* _TO DO_:
1. Answer these questions using the commentary on Obama's jobs and budget policy.
(a) How large is the cash hoard the corporations are said to be sitting on?
(b) Who supported Obama's proposal to cut Social Security benefits, and on which day?
(c) What share of the US work force does the public sector presently employ?
2. Copy everything in the commentary on Obama's jobs and budget policy from "Here Obama is" down to "taxes and regulations.".
3. Carry on the commentary on Obama's jobs and budget policy from the point where it stops.

* _EXCERPT PROVIDED_:
###
Here Obama is simply parroting the false and self-serving propaganda of the banks and corporations. Enjoying record profits and sitting on a cash hoard of over $2 trillion—accumulated through government bailouts and wage-cutting in the midst of mounting social distress—the corporate elite declares that it cannot hire people because of “uncertainty” about taxes and regulations.
This amounts to corporate blackmail of the American people, demanding sweeping tax cuts for the wealthy, the elimination of business regulations and the gutting of social programs as the precondition for any significant increase in jobs.
This, in a nutshell, is the policy of the White House. Nothing can be done to put people back to work that in any way impinges on the wealth and profits of the richest 1 percent of the country. Moreover, as Obama well knows, big business wants to maintain high levels of unemployment in order to bludgeon workers into accepting lower wages and speedup.
Yesterday, Obama threatened to stop sending out Social Security and federal health insurance checks if a budget deal to raise the federal debt limit is not reached within the next few weeks.
Obama's proposal to cut Social Security benefits, which was supported by Senate Majority Leader Harry Reid on Tuesday, goes beyond even the cuts proposed by the Republican Party. The level of budget-cutting that Obama calls for, more than $4 trillion over ten years, amounts to a 10 percent reduction in federal spending. This will mean hundreds of thousands of additional job cuts at the federal level, and the dramatic lowering of living standards as a result of the gutting of social benefits will lead to far greater job losses.
The public sector presently employs 20 percent of the US work force. Government transfer payments, including Social Security, Medicare and Medicaid, make up nearly 20 percent of income in the country.
The austerity measures implemented at all levels of the government have already had a disastrous impact on the economy. Federal, state and local governments have slashed two thirds of a million personnel over the past year.
###
* _DATASET_:
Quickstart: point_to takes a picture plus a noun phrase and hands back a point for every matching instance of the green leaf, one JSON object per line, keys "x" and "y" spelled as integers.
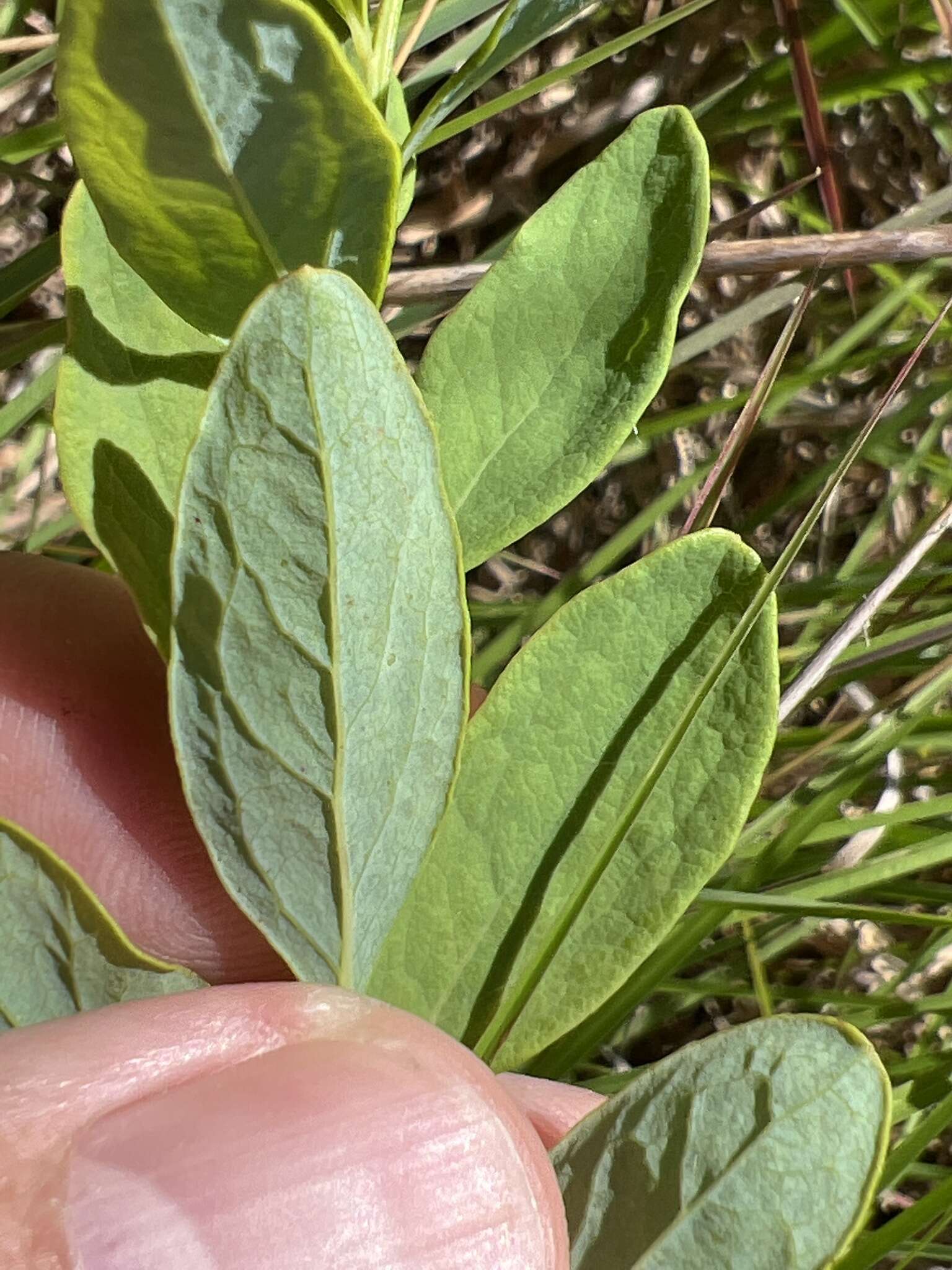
{"x": 541, "y": 374}
{"x": 225, "y": 145}
{"x": 399, "y": 125}
{"x": 547, "y": 771}
{"x": 130, "y": 398}
{"x": 319, "y": 643}
{"x": 756, "y": 1148}
{"x": 63, "y": 953}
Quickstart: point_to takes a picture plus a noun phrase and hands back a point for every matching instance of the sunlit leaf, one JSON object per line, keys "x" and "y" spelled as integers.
{"x": 542, "y": 373}
{"x": 756, "y": 1148}
{"x": 319, "y": 637}
{"x": 549, "y": 768}
{"x": 225, "y": 145}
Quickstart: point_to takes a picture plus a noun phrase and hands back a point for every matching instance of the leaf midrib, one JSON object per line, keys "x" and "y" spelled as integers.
{"x": 340, "y": 853}
{"x": 238, "y": 192}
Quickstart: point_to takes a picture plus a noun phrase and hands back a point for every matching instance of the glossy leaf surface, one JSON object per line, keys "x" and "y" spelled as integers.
{"x": 549, "y": 766}
{"x": 756, "y": 1148}
{"x": 318, "y": 672}
{"x": 130, "y": 397}
{"x": 63, "y": 953}
{"x": 225, "y": 145}
{"x": 541, "y": 374}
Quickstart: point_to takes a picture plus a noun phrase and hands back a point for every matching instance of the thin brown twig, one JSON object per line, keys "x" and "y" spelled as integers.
{"x": 27, "y": 43}
{"x": 818, "y": 143}
{"x": 735, "y": 223}
{"x": 757, "y": 255}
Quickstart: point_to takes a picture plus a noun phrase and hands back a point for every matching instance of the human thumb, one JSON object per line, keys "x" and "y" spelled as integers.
{"x": 266, "y": 1126}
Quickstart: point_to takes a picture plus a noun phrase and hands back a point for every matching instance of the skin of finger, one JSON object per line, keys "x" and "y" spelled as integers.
{"x": 88, "y": 768}
{"x": 64, "y": 1083}
{"x": 552, "y": 1108}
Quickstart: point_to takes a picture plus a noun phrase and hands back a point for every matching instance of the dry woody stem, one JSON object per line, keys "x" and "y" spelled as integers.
{"x": 756, "y": 255}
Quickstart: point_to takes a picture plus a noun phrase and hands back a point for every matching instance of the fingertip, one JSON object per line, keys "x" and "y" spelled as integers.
{"x": 87, "y": 766}
{"x": 250, "y": 1126}
{"x": 551, "y": 1106}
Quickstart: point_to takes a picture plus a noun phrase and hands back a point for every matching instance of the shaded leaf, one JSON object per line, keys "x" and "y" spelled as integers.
{"x": 316, "y": 677}
{"x": 541, "y": 374}
{"x": 130, "y": 397}
{"x": 63, "y": 953}
{"x": 549, "y": 766}
{"x": 225, "y": 145}
{"x": 723, "y": 1153}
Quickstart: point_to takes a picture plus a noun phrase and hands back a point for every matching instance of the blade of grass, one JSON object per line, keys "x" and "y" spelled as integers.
{"x": 30, "y": 143}
{"x": 873, "y": 1248}
{"x": 32, "y": 399}
{"x": 19, "y": 340}
{"x": 493, "y": 655}
{"x": 914, "y": 1143}
{"x": 861, "y": 616}
{"x": 705, "y": 508}
{"x": 501, "y": 1024}
{"x": 22, "y": 277}
{"x": 814, "y": 125}
{"x": 734, "y": 223}
{"x": 559, "y": 75}
{"x": 772, "y": 902}
{"x": 29, "y": 66}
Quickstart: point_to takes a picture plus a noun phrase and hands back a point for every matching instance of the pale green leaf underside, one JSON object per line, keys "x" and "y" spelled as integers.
{"x": 757, "y": 1148}
{"x": 130, "y": 395}
{"x": 225, "y": 145}
{"x": 319, "y": 630}
{"x": 544, "y": 370}
{"x": 63, "y": 953}
{"x": 547, "y": 766}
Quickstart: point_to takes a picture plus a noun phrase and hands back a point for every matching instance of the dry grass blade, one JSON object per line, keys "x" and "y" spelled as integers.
{"x": 27, "y": 43}
{"x": 814, "y": 125}
{"x": 758, "y": 255}
{"x": 413, "y": 36}
{"x": 853, "y": 626}
{"x": 705, "y": 508}
{"x": 735, "y": 223}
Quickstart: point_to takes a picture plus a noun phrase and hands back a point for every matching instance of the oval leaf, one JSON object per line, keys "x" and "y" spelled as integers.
{"x": 130, "y": 395}
{"x": 721, "y": 1155}
{"x": 541, "y": 374}
{"x": 316, "y": 673}
{"x": 225, "y": 145}
{"x": 547, "y": 769}
{"x": 63, "y": 953}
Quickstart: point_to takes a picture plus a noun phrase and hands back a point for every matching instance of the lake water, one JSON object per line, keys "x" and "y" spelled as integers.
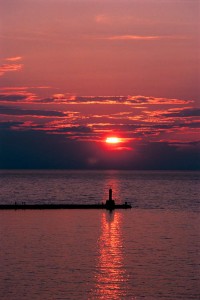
{"x": 148, "y": 252}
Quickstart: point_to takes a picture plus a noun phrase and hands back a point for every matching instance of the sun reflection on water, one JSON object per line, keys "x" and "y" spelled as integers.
{"x": 111, "y": 277}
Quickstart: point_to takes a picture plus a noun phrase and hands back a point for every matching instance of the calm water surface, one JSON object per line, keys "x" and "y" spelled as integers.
{"x": 149, "y": 252}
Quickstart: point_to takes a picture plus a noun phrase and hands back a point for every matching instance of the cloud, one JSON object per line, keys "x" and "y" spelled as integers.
{"x": 15, "y": 96}
{"x": 182, "y": 113}
{"x": 16, "y": 58}
{"x": 5, "y": 110}
{"x": 9, "y": 68}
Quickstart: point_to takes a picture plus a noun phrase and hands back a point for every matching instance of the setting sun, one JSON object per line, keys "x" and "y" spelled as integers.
{"x": 113, "y": 140}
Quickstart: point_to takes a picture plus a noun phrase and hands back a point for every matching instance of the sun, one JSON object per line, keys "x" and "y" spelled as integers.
{"x": 113, "y": 140}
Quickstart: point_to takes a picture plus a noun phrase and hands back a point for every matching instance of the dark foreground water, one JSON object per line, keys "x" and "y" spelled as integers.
{"x": 148, "y": 252}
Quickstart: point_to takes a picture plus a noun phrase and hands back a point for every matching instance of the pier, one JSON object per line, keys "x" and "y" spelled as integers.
{"x": 109, "y": 205}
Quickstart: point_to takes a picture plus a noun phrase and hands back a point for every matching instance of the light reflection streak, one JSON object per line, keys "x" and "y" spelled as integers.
{"x": 111, "y": 277}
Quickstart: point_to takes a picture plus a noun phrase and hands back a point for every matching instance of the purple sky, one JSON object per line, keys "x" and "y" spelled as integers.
{"x": 73, "y": 72}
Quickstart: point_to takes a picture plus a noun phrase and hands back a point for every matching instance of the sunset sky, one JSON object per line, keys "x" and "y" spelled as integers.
{"x": 76, "y": 72}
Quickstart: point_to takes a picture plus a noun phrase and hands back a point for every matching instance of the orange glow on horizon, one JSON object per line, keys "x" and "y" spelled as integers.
{"x": 113, "y": 140}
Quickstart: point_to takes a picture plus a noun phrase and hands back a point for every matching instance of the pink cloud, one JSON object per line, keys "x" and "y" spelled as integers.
{"x": 16, "y": 58}
{"x": 9, "y": 68}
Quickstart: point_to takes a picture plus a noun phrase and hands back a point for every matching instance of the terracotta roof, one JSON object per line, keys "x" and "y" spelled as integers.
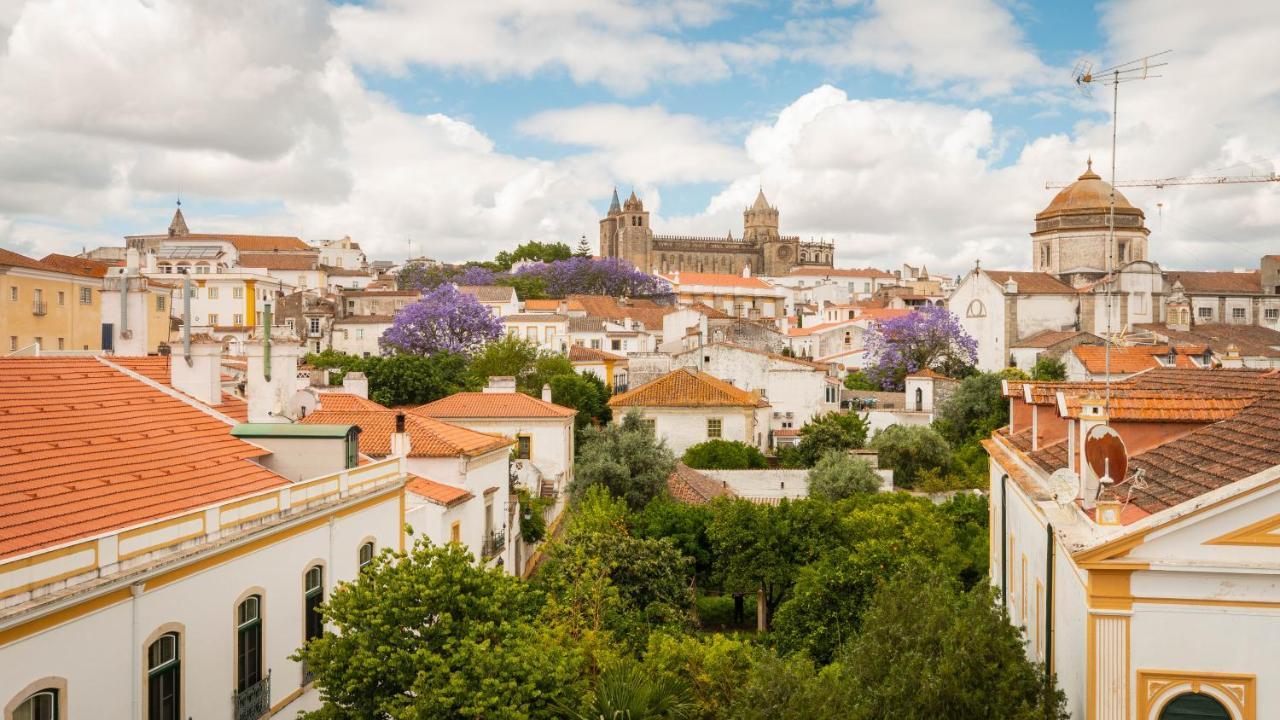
{"x": 580, "y": 354}
{"x": 77, "y": 265}
{"x": 1252, "y": 341}
{"x": 840, "y": 272}
{"x": 428, "y": 437}
{"x": 691, "y": 487}
{"x": 437, "y": 492}
{"x": 1031, "y": 283}
{"x": 1134, "y": 359}
{"x": 1048, "y": 338}
{"x": 279, "y": 260}
{"x": 716, "y": 279}
{"x": 686, "y": 387}
{"x": 1216, "y": 282}
{"x": 492, "y": 405}
{"x": 489, "y": 292}
{"x": 86, "y": 449}
{"x": 1164, "y": 406}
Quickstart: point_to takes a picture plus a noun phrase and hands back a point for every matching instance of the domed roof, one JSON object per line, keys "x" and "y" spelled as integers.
{"x": 1087, "y": 195}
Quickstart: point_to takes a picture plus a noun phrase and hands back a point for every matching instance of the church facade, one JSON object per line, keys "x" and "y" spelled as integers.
{"x": 625, "y": 233}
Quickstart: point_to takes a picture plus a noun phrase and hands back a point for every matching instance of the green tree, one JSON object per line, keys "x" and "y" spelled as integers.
{"x": 430, "y": 634}
{"x": 626, "y": 460}
{"x": 837, "y": 475}
{"x": 973, "y": 410}
{"x": 909, "y": 451}
{"x": 927, "y": 650}
{"x": 831, "y": 431}
{"x": 585, "y": 393}
{"x": 1048, "y": 369}
{"x": 723, "y": 455}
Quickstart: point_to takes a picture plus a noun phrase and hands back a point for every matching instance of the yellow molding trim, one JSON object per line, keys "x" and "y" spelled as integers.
{"x": 1261, "y": 533}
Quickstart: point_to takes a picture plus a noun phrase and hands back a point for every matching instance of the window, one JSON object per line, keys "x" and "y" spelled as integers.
{"x": 163, "y": 680}
{"x": 248, "y": 642}
{"x": 39, "y": 706}
{"x": 312, "y": 596}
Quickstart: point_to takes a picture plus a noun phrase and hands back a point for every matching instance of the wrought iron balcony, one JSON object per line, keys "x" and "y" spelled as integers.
{"x": 254, "y": 701}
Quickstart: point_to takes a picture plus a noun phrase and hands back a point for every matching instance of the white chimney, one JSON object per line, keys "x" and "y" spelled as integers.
{"x": 400, "y": 438}
{"x": 202, "y": 378}
{"x": 356, "y": 383}
{"x": 268, "y": 397}
{"x": 501, "y": 383}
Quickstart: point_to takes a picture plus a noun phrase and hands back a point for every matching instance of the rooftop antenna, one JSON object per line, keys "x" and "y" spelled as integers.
{"x": 1086, "y": 78}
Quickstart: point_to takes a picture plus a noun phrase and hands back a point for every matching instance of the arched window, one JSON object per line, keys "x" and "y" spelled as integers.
{"x": 248, "y": 642}
{"x": 39, "y": 706}
{"x": 312, "y": 595}
{"x": 1194, "y": 706}
{"x": 163, "y": 679}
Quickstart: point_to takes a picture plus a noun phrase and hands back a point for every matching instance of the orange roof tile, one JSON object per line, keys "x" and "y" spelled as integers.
{"x": 437, "y": 492}
{"x": 492, "y": 405}
{"x": 428, "y": 437}
{"x": 717, "y": 279}
{"x": 86, "y": 449}
{"x": 686, "y": 387}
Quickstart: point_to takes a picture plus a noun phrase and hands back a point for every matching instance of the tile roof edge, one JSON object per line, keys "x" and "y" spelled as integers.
{"x": 169, "y": 391}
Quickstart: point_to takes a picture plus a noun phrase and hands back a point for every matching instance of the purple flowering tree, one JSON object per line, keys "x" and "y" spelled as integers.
{"x": 929, "y": 338}
{"x": 444, "y": 319}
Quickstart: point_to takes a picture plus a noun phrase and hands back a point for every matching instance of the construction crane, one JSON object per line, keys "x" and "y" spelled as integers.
{"x": 1162, "y": 182}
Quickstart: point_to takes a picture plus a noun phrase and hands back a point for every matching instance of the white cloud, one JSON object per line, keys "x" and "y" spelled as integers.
{"x": 972, "y": 46}
{"x": 624, "y": 45}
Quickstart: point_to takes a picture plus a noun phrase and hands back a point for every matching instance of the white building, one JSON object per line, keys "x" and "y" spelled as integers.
{"x": 1156, "y": 596}
{"x": 685, "y": 408}
{"x": 160, "y": 564}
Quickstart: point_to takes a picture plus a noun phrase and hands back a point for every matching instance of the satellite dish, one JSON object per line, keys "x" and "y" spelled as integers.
{"x": 302, "y": 404}
{"x": 1105, "y": 452}
{"x": 1065, "y": 484}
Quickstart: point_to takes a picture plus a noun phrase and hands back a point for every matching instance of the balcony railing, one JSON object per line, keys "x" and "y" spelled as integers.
{"x": 254, "y": 701}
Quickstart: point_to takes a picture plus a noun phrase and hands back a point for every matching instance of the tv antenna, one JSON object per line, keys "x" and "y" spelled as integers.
{"x": 1086, "y": 77}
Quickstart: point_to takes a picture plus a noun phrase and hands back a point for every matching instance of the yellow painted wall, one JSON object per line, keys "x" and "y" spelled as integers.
{"x": 78, "y": 324}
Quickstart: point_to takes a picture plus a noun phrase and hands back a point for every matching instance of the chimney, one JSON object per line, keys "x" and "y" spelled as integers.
{"x": 272, "y": 379}
{"x": 501, "y": 383}
{"x": 202, "y": 378}
{"x": 356, "y": 383}
{"x": 400, "y": 438}
{"x": 1092, "y": 414}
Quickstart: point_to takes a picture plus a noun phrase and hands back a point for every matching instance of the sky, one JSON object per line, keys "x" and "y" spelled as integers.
{"x": 905, "y": 131}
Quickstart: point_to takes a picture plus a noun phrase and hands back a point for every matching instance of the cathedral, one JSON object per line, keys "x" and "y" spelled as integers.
{"x": 625, "y": 233}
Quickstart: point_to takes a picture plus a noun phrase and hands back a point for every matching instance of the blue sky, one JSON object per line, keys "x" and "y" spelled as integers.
{"x": 908, "y": 131}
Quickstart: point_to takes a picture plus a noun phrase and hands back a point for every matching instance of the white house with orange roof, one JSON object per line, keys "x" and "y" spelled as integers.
{"x": 688, "y": 406}
{"x": 460, "y": 479}
{"x": 159, "y": 560}
{"x": 1153, "y": 593}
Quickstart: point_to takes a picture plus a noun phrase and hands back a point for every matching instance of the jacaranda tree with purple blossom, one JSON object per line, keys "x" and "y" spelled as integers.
{"x": 928, "y": 338}
{"x": 443, "y": 320}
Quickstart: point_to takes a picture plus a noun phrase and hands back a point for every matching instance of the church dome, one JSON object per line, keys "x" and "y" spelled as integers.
{"x": 1088, "y": 195}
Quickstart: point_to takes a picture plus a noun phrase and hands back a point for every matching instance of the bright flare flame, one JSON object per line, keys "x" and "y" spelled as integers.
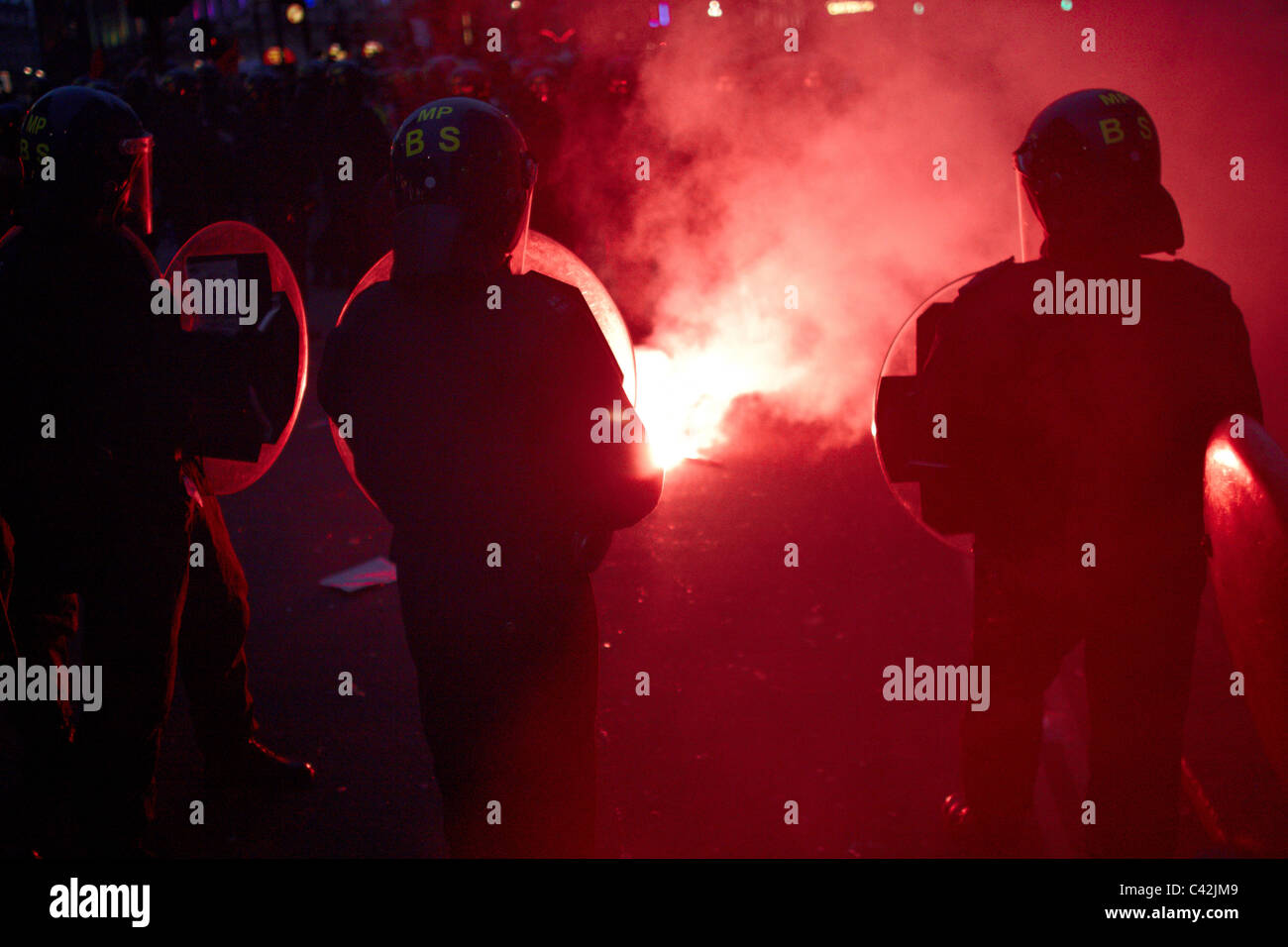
{"x": 683, "y": 399}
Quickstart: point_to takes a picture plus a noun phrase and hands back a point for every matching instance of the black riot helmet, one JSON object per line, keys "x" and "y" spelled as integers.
{"x": 463, "y": 179}
{"x": 101, "y": 174}
{"x": 1091, "y": 169}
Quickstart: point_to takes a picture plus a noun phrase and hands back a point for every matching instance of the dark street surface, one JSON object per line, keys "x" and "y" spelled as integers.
{"x": 765, "y": 680}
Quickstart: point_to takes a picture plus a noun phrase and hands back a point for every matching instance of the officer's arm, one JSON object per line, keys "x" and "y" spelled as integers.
{"x": 1235, "y": 388}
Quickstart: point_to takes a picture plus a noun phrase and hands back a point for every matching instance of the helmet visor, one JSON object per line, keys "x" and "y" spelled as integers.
{"x": 1030, "y": 232}
{"x": 137, "y": 198}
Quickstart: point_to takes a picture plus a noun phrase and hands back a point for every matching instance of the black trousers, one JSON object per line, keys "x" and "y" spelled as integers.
{"x": 1138, "y": 634}
{"x": 507, "y": 690}
{"x": 143, "y": 613}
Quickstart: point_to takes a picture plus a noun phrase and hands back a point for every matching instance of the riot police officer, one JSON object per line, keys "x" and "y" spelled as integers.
{"x": 471, "y": 429}
{"x": 99, "y": 394}
{"x": 1077, "y": 442}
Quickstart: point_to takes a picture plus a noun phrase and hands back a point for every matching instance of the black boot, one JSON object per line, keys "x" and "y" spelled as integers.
{"x": 971, "y": 834}
{"x": 254, "y": 764}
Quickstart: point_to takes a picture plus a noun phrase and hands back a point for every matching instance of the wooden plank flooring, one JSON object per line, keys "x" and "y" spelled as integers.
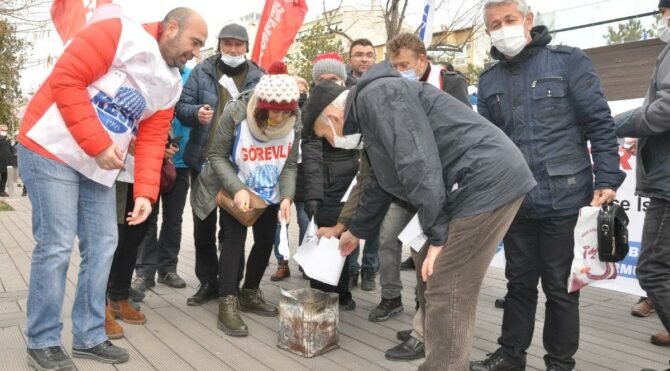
{"x": 179, "y": 337}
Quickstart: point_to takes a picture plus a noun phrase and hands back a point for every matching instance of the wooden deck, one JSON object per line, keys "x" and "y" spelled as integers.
{"x": 179, "y": 337}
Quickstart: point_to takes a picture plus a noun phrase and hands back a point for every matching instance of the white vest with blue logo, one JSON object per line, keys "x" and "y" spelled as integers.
{"x": 260, "y": 163}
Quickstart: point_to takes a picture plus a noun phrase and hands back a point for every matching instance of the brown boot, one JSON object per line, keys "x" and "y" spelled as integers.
{"x": 123, "y": 310}
{"x": 643, "y": 308}
{"x": 661, "y": 339}
{"x": 282, "y": 271}
{"x": 112, "y": 328}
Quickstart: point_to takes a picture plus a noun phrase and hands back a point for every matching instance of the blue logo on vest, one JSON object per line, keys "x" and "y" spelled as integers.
{"x": 121, "y": 113}
{"x": 263, "y": 181}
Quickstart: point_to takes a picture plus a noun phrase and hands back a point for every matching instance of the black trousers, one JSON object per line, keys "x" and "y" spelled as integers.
{"x": 540, "y": 249}
{"x": 653, "y": 266}
{"x": 164, "y": 255}
{"x": 3, "y": 180}
{"x": 125, "y": 255}
{"x": 231, "y": 261}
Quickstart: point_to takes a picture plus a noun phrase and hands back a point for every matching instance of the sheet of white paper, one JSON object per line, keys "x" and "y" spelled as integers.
###
* _TASK-BY-TASK RESULTS_:
1.
(a) Over $2 trillion.
(b) Senate Majority Leader Harry Reid, on Tuesday.
(c) 20 percent.

2.
Here Obama is simply parroting the false and self-serving propaganda of the banks and corporations. Enjoying record profits and sitting on a cash hoard of over $2 trillion—accumulated through government bailouts and wage-cutting in the midst of mounting social distress—the corporate elite declares that it cannot hire people because of “uncertainty” about taxes and regulations.

3.
In the midst of the greatest jobs crisis since the Great Depression, there is no section of the political establishment or either of the major political parties that supports public works projects or any other measures to put people to work. Nor are there any proposals to provide relief for those being driven into poverty or those losing their homes to foreclosure.
In the name of deficit reduction, the entire political establishment is demanding that the full cost of the failure of American and world capitalism be borne by the working class.
There is no opposition to this policy of social counterrevolution from the trade unions or their allies among the liberals and the middle-class ex-left organizations. These forces, which represent well-off layers of the upper middle class, remain adamant supporters of Obama and are preparing to back his reelection campaign. They are indifferent and indeed hostile to the interests of the working class. For them, unemployment is a non-issue.
The prospect of permanent mass unemployment stands as an unanswerable indictment of the capitalist system. This is not simply an American issue. In country after country, governments, under the whip of the banks, are cutting jobs, slashing wages and eliminating social programs. Each cut only paves the way for the next round of even more brutal measures.
The Socialist Equality Party insists that a job with a livable income is a basic social right. It is, in fact, the most fundamental of all rights.
We call for an emergency multi-trillion-dollar program to provide good-paying jobs for all who need them. The resources for this program must be obtained through the expropriation of the wealth of the corporate and financial elite, which acts as a block to even the most minimal measures to address the social crisis. The major corporations must be nationalized under the democratic control of the working class so that they can be placed at the service of society as a whole.